以下の住宅用消火器の製造に関する抜粋を読み、次の問いに答えてください。
1. 作業中に商品をまとめて保管する際、一つひとつの間に何を挟むか。
2. 記銘板のシールを貼る位置は、今回のプロダクトではどこと決まっているか。
3. 山田 俊さんの肩書は何か。

原文抜粋 ->
-------

2019.02.15

「+ 住宅用消火器」ができるまで(後編)

「汚さないよう、細心の注意を払いながら作業する」

塗装後は、薬剤を充填したり、レバーハンドルを組み立てたりという工程があり、手で行う作業が多くなります。常に汚れに気を遣う必要があるため、スタッフは使い捨ての手袋を使用。また、作業中に商品をまとめて保管する際は、一つひとつの間にボール紙を挟んで傷がつかないようにと、手間をかけています。

「マットな白は汚れやすいし、マットな黒は少し触るとツヤが出てしまうというデリケートな商品です。消火器を作るという通常の作業に加えて、汚さないという基準も加わるとなると、慣れるまでが大変で。スタッフも、消火器を作っているという感覚が変わったかもしれないですね。一番美しい状態でお客様に届くよう、細心の注意を払ってチェックを行っています」

(製造課製造グループ係長の山田 俊さん)

ブランドタグをつけたり、拭きあげたりという仕上げの作業は、すべて手作業。使用方法や注意事項等を説明する文言やイラストの表示、いわゆる記銘板のシールを貼る位置も、今回のプロダクトでは背面と決まっているので、慎重な作業が必要となります。機械で行うと傷がつくのも怖いため、熟練したベテラン職人の手作業が頼り。

完成度が高い、インテリアになじむ美しいデザインの消火器が生まれた背景には、ひと言では表せない苦労の数々があったのです。


商品の塗装を汚さないよう、スタッフは全員使い捨てのビニール手袋を使用している。

-------

抽出記録 ->
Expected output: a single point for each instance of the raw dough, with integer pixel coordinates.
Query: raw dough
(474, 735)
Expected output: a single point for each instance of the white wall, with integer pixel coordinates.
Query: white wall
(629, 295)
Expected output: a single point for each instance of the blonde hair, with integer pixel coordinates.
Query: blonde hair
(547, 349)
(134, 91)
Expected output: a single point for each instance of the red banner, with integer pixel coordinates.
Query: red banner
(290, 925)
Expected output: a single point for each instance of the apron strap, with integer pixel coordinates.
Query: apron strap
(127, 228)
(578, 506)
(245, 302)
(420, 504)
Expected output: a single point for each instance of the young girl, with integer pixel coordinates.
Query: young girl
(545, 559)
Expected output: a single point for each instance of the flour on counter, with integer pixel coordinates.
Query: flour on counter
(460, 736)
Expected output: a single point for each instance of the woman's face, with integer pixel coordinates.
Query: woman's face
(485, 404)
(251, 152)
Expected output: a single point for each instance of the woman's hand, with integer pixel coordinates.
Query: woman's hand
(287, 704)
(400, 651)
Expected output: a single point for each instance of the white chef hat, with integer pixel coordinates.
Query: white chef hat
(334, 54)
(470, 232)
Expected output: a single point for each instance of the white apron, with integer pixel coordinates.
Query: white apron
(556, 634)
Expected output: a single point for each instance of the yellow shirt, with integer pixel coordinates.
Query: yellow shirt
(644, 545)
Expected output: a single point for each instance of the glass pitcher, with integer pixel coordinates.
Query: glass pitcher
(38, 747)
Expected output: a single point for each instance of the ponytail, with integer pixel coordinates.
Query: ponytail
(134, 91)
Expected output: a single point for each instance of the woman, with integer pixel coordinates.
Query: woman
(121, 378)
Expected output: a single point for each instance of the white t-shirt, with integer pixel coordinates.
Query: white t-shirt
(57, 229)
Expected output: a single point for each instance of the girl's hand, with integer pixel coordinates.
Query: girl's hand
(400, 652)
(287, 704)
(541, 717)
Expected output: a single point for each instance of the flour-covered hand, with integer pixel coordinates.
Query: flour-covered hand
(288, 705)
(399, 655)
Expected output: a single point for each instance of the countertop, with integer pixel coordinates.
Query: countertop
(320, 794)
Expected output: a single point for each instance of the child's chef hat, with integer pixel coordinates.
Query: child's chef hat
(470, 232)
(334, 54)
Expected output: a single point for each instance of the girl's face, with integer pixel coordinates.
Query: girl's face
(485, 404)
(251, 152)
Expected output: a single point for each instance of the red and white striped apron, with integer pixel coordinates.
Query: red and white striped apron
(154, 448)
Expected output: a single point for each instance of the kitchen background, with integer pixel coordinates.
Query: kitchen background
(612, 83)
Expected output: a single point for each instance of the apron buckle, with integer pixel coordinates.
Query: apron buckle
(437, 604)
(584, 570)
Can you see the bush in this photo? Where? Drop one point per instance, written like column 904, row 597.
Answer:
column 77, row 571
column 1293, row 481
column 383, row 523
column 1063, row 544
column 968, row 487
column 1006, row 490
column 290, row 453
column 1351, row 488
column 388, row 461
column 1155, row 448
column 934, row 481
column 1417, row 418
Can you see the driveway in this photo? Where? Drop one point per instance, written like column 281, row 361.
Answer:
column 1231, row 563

-------

結果 ->
1. ボール紙
2. 背面
3. 製造課製造グループ係長